---------- Extracted material

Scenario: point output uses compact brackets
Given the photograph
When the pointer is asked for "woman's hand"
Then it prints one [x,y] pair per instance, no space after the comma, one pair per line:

--------------------
---------- Extracted material

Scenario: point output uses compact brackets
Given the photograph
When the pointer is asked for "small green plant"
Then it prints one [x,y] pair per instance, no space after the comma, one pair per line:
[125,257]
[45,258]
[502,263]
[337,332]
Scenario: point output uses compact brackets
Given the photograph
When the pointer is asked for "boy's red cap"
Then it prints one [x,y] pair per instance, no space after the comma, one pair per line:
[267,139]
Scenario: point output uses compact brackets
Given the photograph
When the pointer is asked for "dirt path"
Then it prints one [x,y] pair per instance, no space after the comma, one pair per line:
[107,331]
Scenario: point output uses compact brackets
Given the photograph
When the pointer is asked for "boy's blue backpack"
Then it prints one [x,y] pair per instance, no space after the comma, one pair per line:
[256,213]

--------------------

→ What you will do
From the records above, copy each line that contains the word "When".

→ Correct answer
When the pointer is asked for "woman's hand"
When the pointer is asked for "small green plant"
When the pointer is asked for "boy's red cap"
When the pointer is asked for "dirt path"
When the pointer is asked for "boy's blue backpack"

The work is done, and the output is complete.